-- start PROVIDED DATA --

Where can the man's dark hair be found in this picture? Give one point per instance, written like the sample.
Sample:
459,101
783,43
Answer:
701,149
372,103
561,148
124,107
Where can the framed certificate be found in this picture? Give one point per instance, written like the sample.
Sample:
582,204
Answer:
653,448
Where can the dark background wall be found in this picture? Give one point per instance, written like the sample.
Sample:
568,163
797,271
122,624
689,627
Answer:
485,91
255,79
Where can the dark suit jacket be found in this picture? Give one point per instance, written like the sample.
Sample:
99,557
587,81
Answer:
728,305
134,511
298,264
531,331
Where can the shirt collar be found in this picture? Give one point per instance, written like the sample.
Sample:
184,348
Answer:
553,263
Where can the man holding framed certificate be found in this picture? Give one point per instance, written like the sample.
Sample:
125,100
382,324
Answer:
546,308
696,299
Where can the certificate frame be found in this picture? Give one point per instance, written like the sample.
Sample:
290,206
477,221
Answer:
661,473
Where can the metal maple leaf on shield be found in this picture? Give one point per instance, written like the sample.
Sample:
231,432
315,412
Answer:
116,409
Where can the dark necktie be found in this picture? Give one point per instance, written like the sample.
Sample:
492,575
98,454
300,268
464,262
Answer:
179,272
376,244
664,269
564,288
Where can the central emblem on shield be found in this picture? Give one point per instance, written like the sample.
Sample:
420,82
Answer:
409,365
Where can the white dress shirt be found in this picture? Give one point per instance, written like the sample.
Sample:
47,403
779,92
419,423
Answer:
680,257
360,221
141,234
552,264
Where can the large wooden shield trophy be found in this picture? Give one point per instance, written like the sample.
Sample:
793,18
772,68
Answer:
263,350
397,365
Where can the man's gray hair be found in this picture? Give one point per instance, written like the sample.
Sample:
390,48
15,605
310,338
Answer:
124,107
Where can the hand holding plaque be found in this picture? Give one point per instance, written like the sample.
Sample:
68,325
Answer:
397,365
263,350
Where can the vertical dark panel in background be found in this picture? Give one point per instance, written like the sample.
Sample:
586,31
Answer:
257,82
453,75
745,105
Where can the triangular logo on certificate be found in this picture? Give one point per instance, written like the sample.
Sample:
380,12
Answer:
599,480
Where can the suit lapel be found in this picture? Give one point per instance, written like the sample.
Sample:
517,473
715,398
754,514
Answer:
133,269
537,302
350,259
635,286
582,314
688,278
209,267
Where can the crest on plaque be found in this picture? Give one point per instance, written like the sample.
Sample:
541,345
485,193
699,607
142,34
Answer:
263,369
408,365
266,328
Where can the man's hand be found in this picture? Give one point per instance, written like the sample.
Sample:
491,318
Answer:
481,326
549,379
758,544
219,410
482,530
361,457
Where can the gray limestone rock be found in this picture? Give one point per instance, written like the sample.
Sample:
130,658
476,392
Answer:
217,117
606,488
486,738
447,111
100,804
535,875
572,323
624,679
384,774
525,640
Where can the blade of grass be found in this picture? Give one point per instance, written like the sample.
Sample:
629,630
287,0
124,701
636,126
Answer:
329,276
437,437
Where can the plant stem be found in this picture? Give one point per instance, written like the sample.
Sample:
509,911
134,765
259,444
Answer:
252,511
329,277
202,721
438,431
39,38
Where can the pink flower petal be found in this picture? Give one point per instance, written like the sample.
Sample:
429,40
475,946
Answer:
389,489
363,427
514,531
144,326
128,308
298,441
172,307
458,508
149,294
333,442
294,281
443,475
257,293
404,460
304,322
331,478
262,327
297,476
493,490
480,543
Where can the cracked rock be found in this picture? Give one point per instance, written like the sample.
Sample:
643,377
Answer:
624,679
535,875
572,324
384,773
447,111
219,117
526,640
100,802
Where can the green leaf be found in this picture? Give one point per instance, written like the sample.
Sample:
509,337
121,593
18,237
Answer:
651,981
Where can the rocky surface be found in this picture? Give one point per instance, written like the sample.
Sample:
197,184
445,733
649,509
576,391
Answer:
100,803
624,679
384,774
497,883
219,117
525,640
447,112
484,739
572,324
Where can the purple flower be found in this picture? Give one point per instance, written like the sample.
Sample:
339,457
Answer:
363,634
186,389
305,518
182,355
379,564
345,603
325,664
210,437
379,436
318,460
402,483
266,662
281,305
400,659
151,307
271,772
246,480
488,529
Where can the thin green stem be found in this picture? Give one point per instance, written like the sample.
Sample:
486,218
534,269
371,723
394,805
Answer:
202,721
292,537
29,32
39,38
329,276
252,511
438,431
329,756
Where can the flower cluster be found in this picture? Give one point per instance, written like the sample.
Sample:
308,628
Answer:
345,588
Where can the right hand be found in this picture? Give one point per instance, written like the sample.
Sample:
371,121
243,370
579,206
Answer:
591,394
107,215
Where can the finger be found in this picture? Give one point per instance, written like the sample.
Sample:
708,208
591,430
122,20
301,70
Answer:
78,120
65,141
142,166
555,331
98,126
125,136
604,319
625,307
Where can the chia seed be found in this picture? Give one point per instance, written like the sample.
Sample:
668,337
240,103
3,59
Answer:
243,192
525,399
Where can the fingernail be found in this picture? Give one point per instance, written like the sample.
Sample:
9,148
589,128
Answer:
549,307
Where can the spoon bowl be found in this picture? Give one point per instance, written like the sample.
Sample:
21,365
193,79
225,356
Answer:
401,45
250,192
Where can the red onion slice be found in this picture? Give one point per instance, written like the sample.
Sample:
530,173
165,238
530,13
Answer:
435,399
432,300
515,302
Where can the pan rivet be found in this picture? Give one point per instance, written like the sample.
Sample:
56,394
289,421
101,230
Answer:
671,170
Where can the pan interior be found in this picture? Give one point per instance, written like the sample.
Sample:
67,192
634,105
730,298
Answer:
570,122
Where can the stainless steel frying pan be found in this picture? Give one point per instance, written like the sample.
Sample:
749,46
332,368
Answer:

-- end PROVIDED DATA --

TASK TO COMPLETE
Write out only what runs from the line holding "Where can the red" through the last line of the records, exactly as shown.

THE ANSWER
Where can the red onion slice be found in this picture? Give one point per instance, written like the sample.
Sample:
530,173
165,238
530,13
Answer:
435,399
432,300
515,302
Where can the pan rivet be found in this picture? Give one point per instance, written like the sample.
Sample:
56,394
289,421
101,230
Answer:
671,170
Where can the pan interior be found in this picture? Give one point per instance, written like the sample.
Sample:
67,192
634,105
730,298
Answer:
570,122
Where can the stainless steel frying pan be found in this picture? Give one point per instance, written like the sample.
Sample:
749,46
332,368
Answer:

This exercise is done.